Problem statement
Extend the Form 8-K filing by writing what follows its final sentence.

SECURITIES AND EXCHANGE COMMISSION

Washington, D.C. 20549

 

Form 8-K

 

Current Report

 

Pursuant to Section 13 or 15(d) of the Securities Exchange Act of 1934

 

February 11, 2026

Date of Report (Date of earliest event reported)

 

Proem Acquisition Corp I

(Exact name of Registrant as specified in its charter)

 

Cayman Islands   001-43123   N/A

(State or other jurisdiction
of incorporation)

  (Commission File Number)  

(I.R.S. Employer
Identification Number)

 

3860 W. Northwest Hwy, Suite 470,
Dallas, TX

  75220
(Address of Principal Executive Offices)   (Zip Code)

 

Registrant’s telephone number, including area code: (214) 706-9344

 

N/A

(Former name or former address, if changed since last report)

 

Check the appropriate box below if the Form 8-K filing is intended to simultaneously satisfy the filing obligation of the registrant under any of the following provisions:

 

Written communications pursuant to Rule 425 under the Securities Act

 

Soliciting material pursuant to Rule 14a-12 under the Exchange Act

 

Pre-commencement communications pursuant to Rule 14d-2(b) under the Exchange Act

 

Pre-commencement communications pursuant to Rule 13e-4(c) under the Exchange Act

 

Securities registered pursuant to Section 12(b) of the Act:

 

Title of each class   Trading Symbol(s)   Name of each exchange on which registered
Units, each consisting of one ordinary share and one-half of one redeemable warrant   PAACU   The Nasdaq Stock Market LLC
ordinary shares, par value $0.0001 per share   PAAC   The Nasdaq Stock Market LLC
Warrants, each whole warrant exercisable for one ordinary share   PAACW   The Nasdaq Stock Market LLC

 

Indicate by check mark whether the registrant is an emerging growth company as defined in Rule 405 of the Securities Act of 1933 (17 CFR §230.405) or Rule 12b-2 of the Securities Exchange Act of 1934 (17 CFR §240.12b-2).

 

Emerging growth company

 

If an emerging growth company, indicate by check mark if the registrant has elected not to use the extended transition period for complying with any new or revised financial accounting standards provided pursuant to Section 13(a) of the Exchange Act.

 

 

 

 

Item 1.01. Entry into a Material Definitive Agreement.

 

On February 11, 2026, the registration statement on Form S-1 (File No. 333-292217) (as amended, the “Registration Statement”) relating to the initial public offering (the “IPO”) of Proem Acquisition Corp I, a Cayman Islands exempted company (the “Company”), was declared effective by the U.S. Securities and Exchange Commission (the “SEC”).

Dataset rows showing where objects appear:
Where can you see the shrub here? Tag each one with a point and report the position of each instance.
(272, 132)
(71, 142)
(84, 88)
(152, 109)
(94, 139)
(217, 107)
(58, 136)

Response to this task
On February 13, 2026, the Company consummated its IPO, which consisted of 13,000,000 units (the “Units”). Each Unit consists of one ordinary share of the Company, par value $0.0001 per share (the “Ordinary Shares”), and one-half of one redeemable warrant of the Company (each, a “Warrant”), with each whole Warrant entitling the holder thereof to purchase one Ordinary Share for $11.50 per share, subject to adjustment. The Units were sold at an offering price of $10.00 per Unit, generating gross proceeds to the Company of $130,000,000.

 

In connection with the IPO, the Company entered into the following agreements, forms of which were previously filed as exhibits to the Registration Statement, filed with the SEC: 

 

Underwriting Agreement, dated February 11, 2026, by and between the Company and Clear Street LLC, as representative of the underwriters in the IPO (“Clear Street”), a copy of which is attached as Exhibit 1.1 hereto and incorporated herein by reference;

 

Warrant Agreement, dated February 11, 2026, by and between the Company and Continental Stock Transfer & Trust Company, as warrant agent, a copy of which is attached as Exhibit 4.1 hereto and incorporated herein by reference;

 

Letter Agreement, dated February 11, 2026, by and among the Company, Proem SPAC Partners I LLC (the “Sponsor”) and the officers and directors of the Company, a copy of which is attached as Exhibit 10.1 hereto and incorporated herein by reference;

 

Investment Management Trust Agreement, dated February 11, 2026, by and between the Company and Continental Stock Transfer & Trust Company, as trustee, a copy of which is attached as Exhibit 10.2 hereto and incorporated herein by reference;

 

Registration Rights Agreement, dated February 11, 2026, by and among the Company, the Sponsor and certain security holders of the Company, a copy of which is attached as Exhibit 10.3 hereto and incorporated herein by reference;

 

Private Placement Units Purchase Agreement, dated February 11, 2026, by and between the Company and the Sponsor, a copy of which is attached as Exhibit 10.4 hereto and incorporated herein by reference;

 

Administrative Services Agreement, dated February 11, 2026, by and between the Company and the Sponsor, a copy of which is attached as Exhibit 10.5 hereto and incorporated herein by reference.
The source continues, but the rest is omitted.